* _SELECTED PASSAGE_
——
Wether or not the contact with other guys is legitimate and innocent, i calmly questioned her why one of those guys wanted her to call him (from a post on her FB wall) and what she had talked about with this other guy that had cheated on his wife. These are also friends of mine so my questioning was actually really legitimate becasue I was genuinely curious. At the end of the day she told me she was upset and felt like i was watching her with a microscope.

First off, I have every right to question her right now, and second should she be getting upset at my questioning her?

Any help would be great. I am going to get counseling to work through my esteem and trust issues but am I right for being suspicious again? This is killing me!


----------



## txhunter54 (Jul 4, 2010)

A healthy boundary is no discussing sex, intimacy or relationship problems with your spouse. Keep the discussion to work, hobbies, politics, etc.


----------



## jeffreygropp (Jun 9, 2010)

If she is still getting defensive, she's still guilty of something. Ask her what she is hiding. Otherwise she would have no problem with you not trusting her... since she broke your trust.

This will not be the last time this happens. 

Ask yourself why she did it in the first place. She's unhappy and looking to others to fill a void you are not providing. Look there for help solving the CORE issue.


----------



## Chris Taylor (Jul 22, 2010)

if you haven't done so already, explain the reasons why you have trust issues in the first place so she fully understands that something innocent can create trust issues with you.

I agree with others that there has to be boundaries in place but if she doesn't know and agree with those boundaries, then you will continue to have problems.


----------



## Rob774 (Sep 27, 2010)

Wow, sounds like your wife loves the attention these guys are giving her. I've read quite a few major red flags from the things you mentioned on here. I mean, chatting it up with a guy who's already had an afair. Sounds like she enjoys playing with fire. I'd say you have a right to question her. Be precise, but even keeled in your concerns, explain that this isn't acceptable behavior for a married woman. Ask her how she'd feel if the roles were reversed.
——
* _GOAL OF THE EXERCISE_
Please copy out everything in the thread from "## Rob774 (Sep" down to "roles were reversed.", changing "fire" to "matches". Work from the thread above and nothing else.
——
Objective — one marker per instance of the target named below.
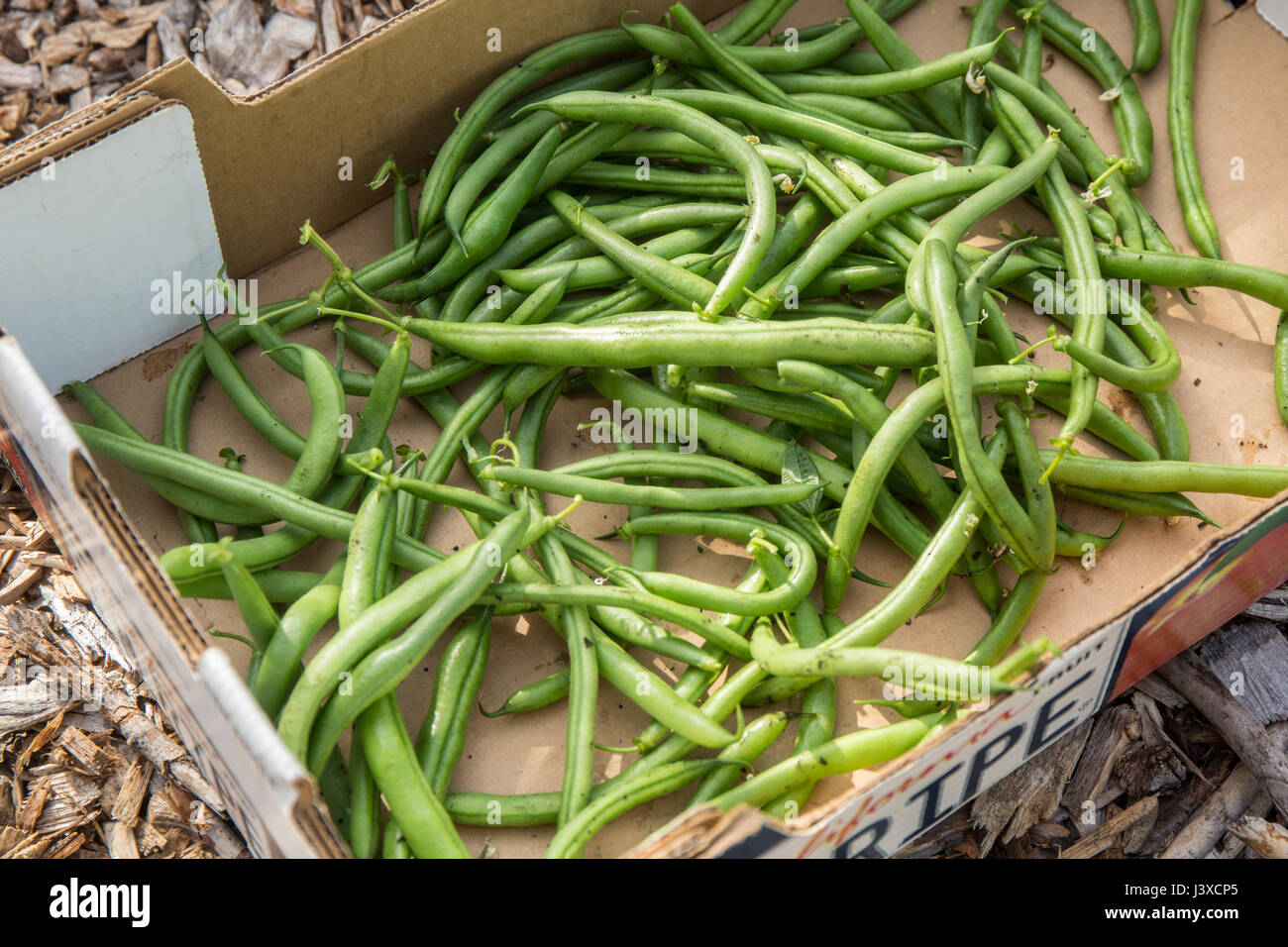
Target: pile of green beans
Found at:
(704, 228)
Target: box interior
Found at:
(1225, 390)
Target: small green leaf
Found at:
(799, 468)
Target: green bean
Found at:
(643, 339)
(1016, 525)
(889, 82)
(574, 835)
(695, 682)
(529, 71)
(535, 696)
(487, 226)
(906, 419)
(1076, 544)
(1037, 492)
(644, 602)
(437, 587)
(1180, 128)
(958, 681)
(737, 527)
(755, 738)
(278, 585)
(626, 495)
(592, 272)
(983, 22)
(845, 754)
(259, 553)
(412, 802)
(668, 180)
(1070, 221)
(200, 528)
(952, 227)
(1080, 141)
(364, 802)
(1280, 371)
(655, 272)
(1146, 35)
(1168, 475)
(518, 138)
(761, 451)
(1168, 504)
(806, 55)
(849, 227)
(248, 401)
(296, 630)
(940, 101)
(807, 128)
(661, 112)
(1093, 52)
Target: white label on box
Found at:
(102, 234)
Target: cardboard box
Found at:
(102, 211)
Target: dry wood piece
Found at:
(331, 39)
(291, 35)
(82, 755)
(296, 8)
(84, 750)
(1031, 792)
(1271, 607)
(1104, 836)
(14, 76)
(1252, 659)
(1266, 839)
(1237, 724)
(1176, 812)
(235, 30)
(1236, 793)
(1115, 731)
(129, 799)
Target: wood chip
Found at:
(82, 749)
(296, 8)
(1030, 793)
(331, 39)
(1116, 728)
(1237, 791)
(1239, 725)
(172, 37)
(291, 35)
(1266, 839)
(20, 583)
(14, 76)
(233, 37)
(60, 48)
(62, 80)
(129, 799)
(149, 839)
(120, 840)
(68, 847)
(34, 805)
(1252, 659)
(1106, 835)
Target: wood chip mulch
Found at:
(60, 55)
(1190, 763)
(88, 766)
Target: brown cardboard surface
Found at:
(1225, 388)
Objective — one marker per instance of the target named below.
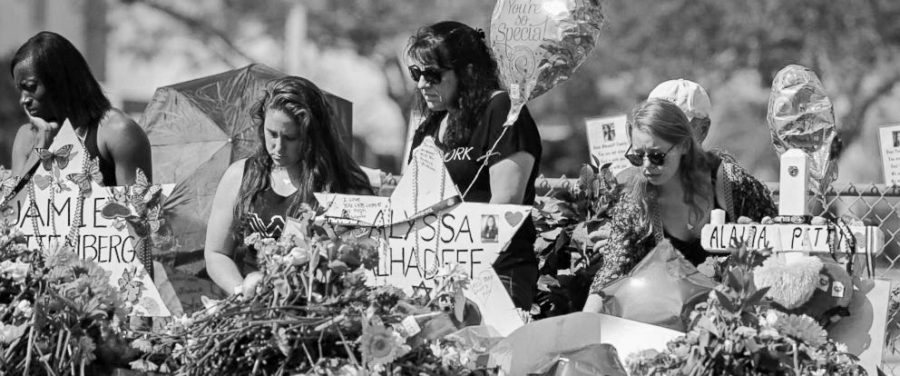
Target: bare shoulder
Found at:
(118, 124)
(234, 174)
(24, 133)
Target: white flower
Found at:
(24, 308)
(298, 256)
(840, 347)
(769, 319)
(143, 365)
(9, 333)
(17, 271)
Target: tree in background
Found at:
(853, 45)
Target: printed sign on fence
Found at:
(889, 139)
(608, 140)
(779, 237)
(427, 231)
(50, 208)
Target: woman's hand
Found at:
(44, 131)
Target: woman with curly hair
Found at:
(464, 111)
(670, 192)
(300, 153)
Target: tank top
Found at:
(692, 249)
(266, 216)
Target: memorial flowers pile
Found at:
(309, 310)
(738, 332)
(59, 315)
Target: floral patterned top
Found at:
(632, 237)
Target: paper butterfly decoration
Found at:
(7, 186)
(142, 187)
(61, 156)
(84, 179)
(44, 181)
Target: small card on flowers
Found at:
(64, 200)
(429, 229)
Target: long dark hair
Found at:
(71, 87)
(325, 164)
(665, 120)
(456, 46)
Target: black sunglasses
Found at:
(432, 76)
(655, 157)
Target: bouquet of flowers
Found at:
(59, 314)
(308, 310)
(737, 332)
(571, 226)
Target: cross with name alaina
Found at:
(63, 203)
(793, 196)
(427, 226)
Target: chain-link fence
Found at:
(874, 204)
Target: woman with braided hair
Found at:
(464, 109)
(669, 194)
(300, 153)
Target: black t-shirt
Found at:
(267, 216)
(462, 163)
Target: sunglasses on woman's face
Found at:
(655, 157)
(432, 75)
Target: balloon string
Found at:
(486, 157)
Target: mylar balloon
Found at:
(801, 117)
(540, 43)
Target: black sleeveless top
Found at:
(267, 216)
(691, 249)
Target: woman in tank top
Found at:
(300, 154)
(55, 84)
(670, 192)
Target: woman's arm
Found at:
(124, 142)
(219, 248)
(509, 178)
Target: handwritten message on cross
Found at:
(427, 226)
(64, 203)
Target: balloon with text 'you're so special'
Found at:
(539, 44)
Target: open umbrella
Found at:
(197, 129)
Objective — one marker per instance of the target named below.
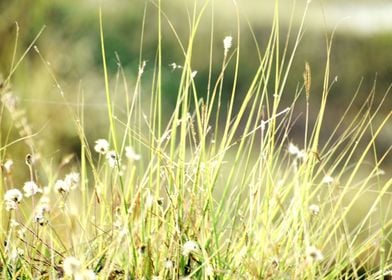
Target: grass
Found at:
(217, 190)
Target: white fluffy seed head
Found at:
(227, 43)
(189, 247)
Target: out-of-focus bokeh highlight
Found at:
(361, 55)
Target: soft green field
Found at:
(213, 185)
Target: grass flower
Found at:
(327, 180)
(101, 146)
(112, 159)
(314, 209)
(314, 255)
(131, 154)
(72, 266)
(30, 188)
(85, 274)
(227, 43)
(189, 247)
(295, 151)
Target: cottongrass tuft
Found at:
(71, 266)
(31, 188)
(7, 165)
(101, 146)
(12, 198)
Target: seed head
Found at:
(71, 266)
(101, 146)
(31, 188)
(189, 247)
(227, 43)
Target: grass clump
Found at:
(211, 192)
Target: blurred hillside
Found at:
(70, 42)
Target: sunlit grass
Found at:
(210, 190)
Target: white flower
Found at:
(112, 159)
(12, 198)
(189, 247)
(14, 195)
(313, 254)
(101, 146)
(31, 188)
(62, 186)
(314, 209)
(72, 179)
(71, 266)
(16, 253)
(131, 154)
(13, 223)
(327, 180)
(227, 43)
(8, 165)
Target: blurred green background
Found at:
(70, 42)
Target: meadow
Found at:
(214, 186)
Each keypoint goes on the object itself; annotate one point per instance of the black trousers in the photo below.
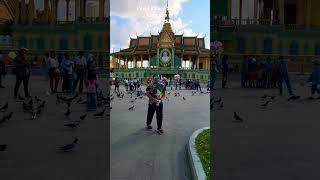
(116, 88)
(80, 77)
(25, 80)
(152, 108)
(314, 89)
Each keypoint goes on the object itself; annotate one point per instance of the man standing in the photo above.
(2, 69)
(224, 69)
(22, 71)
(80, 70)
(156, 93)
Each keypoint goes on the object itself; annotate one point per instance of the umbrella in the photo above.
(12, 55)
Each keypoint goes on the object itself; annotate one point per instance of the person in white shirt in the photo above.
(54, 72)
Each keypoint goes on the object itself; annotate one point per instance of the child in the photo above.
(314, 79)
(92, 86)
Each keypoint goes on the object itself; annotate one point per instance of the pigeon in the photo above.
(5, 106)
(219, 100)
(20, 98)
(33, 115)
(131, 108)
(26, 107)
(42, 104)
(37, 99)
(84, 102)
(265, 104)
(69, 147)
(67, 113)
(100, 114)
(237, 117)
(71, 125)
(9, 116)
(221, 105)
(79, 100)
(83, 116)
(30, 102)
(3, 147)
(68, 104)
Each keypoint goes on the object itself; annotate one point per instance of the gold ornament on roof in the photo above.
(166, 36)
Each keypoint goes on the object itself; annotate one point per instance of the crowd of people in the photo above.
(74, 71)
(264, 73)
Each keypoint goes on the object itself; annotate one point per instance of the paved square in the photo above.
(33, 144)
(277, 142)
(139, 154)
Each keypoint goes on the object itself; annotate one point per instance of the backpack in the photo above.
(92, 88)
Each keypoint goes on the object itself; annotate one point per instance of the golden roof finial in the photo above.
(167, 12)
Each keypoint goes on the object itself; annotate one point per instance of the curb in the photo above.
(195, 162)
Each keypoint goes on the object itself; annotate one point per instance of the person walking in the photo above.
(224, 69)
(156, 93)
(67, 73)
(116, 85)
(2, 69)
(80, 70)
(45, 68)
(54, 72)
(283, 76)
(92, 86)
(22, 72)
(244, 72)
(314, 79)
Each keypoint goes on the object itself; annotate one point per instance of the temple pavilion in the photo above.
(166, 54)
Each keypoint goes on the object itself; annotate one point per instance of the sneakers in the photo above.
(160, 131)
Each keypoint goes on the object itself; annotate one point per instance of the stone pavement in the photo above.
(32, 144)
(139, 154)
(277, 142)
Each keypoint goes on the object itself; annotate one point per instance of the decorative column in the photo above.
(67, 9)
(17, 14)
(54, 12)
(23, 12)
(240, 12)
(308, 17)
(198, 62)
(255, 11)
(134, 61)
(31, 12)
(281, 11)
(101, 9)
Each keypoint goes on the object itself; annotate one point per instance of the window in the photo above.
(63, 43)
(317, 49)
(293, 48)
(267, 46)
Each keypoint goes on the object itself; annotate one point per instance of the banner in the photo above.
(165, 57)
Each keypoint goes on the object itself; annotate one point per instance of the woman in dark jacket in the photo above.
(2, 69)
(22, 72)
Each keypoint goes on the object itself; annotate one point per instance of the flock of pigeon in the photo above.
(171, 93)
(35, 106)
(236, 117)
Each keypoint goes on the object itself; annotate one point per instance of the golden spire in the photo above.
(166, 36)
(167, 12)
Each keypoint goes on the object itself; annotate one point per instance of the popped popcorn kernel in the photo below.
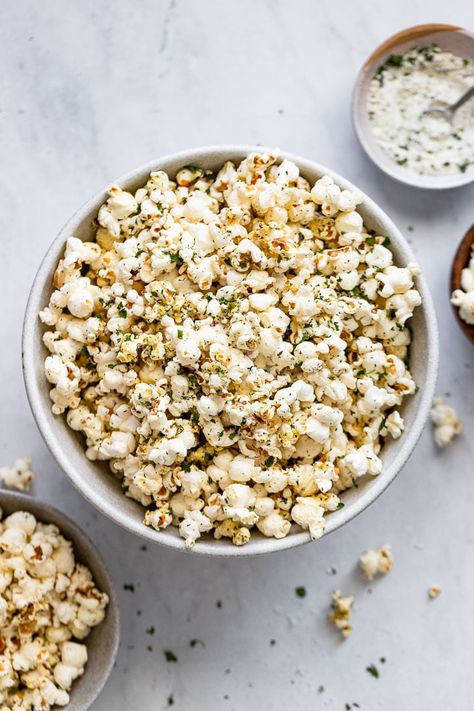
(376, 562)
(341, 610)
(446, 422)
(19, 476)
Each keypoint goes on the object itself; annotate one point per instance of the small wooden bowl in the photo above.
(460, 262)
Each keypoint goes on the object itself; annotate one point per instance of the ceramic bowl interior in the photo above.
(449, 38)
(103, 641)
(95, 481)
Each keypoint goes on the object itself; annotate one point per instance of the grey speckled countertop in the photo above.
(89, 90)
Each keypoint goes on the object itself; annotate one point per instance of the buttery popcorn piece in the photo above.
(374, 562)
(19, 476)
(445, 421)
(341, 610)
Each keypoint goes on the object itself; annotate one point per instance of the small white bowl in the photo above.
(449, 38)
(95, 481)
(103, 641)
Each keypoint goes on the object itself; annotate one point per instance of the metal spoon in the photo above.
(447, 112)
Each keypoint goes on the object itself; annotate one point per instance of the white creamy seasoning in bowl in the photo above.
(402, 89)
(234, 343)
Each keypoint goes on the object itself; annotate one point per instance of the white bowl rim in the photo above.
(44, 512)
(402, 175)
(264, 545)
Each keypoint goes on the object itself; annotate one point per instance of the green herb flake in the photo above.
(372, 669)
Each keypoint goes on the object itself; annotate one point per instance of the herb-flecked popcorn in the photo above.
(234, 344)
(48, 604)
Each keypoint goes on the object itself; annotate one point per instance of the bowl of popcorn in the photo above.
(59, 614)
(230, 350)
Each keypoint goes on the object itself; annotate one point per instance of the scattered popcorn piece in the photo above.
(341, 610)
(374, 562)
(234, 344)
(47, 601)
(446, 422)
(19, 476)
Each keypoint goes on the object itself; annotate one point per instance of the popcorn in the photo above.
(341, 610)
(233, 345)
(463, 298)
(434, 591)
(19, 476)
(47, 600)
(373, 562)
(445, 421)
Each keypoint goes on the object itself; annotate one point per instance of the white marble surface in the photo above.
(88, 90)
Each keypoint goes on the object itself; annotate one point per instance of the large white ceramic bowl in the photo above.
(94, 480)
(103, 641)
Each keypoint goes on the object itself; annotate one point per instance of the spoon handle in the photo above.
(465, 97)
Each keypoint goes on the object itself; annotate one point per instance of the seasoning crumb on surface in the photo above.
(463, 298)
(376, 562)
(341, 610)
(19, 476)
(446, 422)
(170, 656)
(195, 642)
(372, 669)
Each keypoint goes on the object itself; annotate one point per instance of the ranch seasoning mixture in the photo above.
(406, 86)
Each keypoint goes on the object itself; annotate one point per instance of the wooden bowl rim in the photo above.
(460, 262)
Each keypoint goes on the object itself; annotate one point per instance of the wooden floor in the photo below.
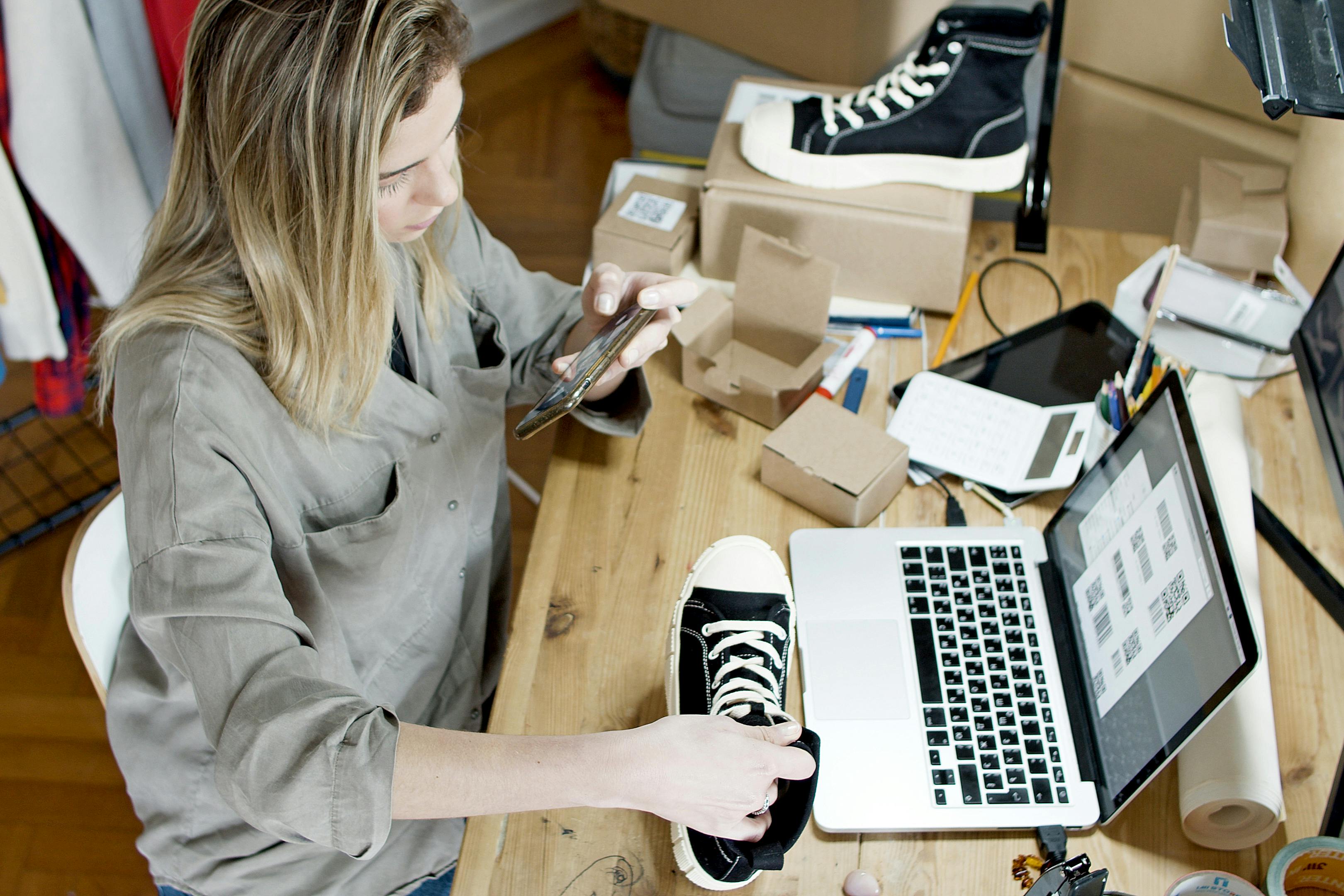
(543, 127)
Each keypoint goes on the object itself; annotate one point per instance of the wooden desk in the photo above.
(623, 520)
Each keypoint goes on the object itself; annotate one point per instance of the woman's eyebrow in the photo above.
(393, 174)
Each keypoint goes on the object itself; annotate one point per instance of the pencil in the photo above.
(1159, 293)
(956, 317)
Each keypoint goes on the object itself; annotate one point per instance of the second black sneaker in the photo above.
(951, 114)
(729, 655)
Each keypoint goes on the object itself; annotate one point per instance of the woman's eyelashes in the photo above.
(387, 190)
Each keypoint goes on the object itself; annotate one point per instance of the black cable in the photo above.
(980, 287)
(955, 515)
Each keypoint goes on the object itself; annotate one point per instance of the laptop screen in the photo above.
(1159, 622)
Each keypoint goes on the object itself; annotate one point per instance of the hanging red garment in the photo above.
(57, 386)
(170, 22)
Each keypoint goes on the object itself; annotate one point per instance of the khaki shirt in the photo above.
(292, 599)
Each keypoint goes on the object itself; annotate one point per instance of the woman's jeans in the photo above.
——
* _THE OUTPUT_
## Rob774 (Sep 27, 2010)

Wow, sounds like your wife loves the attention these guys are giving her. I've read quite a few major red flags from the things you mentioned on here. I mean, chatting it up with a guy who's already had an afair. Sounds like she enjoys playing with matches. I'd say you have a right to question her. Be precise, but even keeled in your concerns, explain that this isn't acceptable behavior for a married woman. Ask her how she'd feel if the roles were reversed.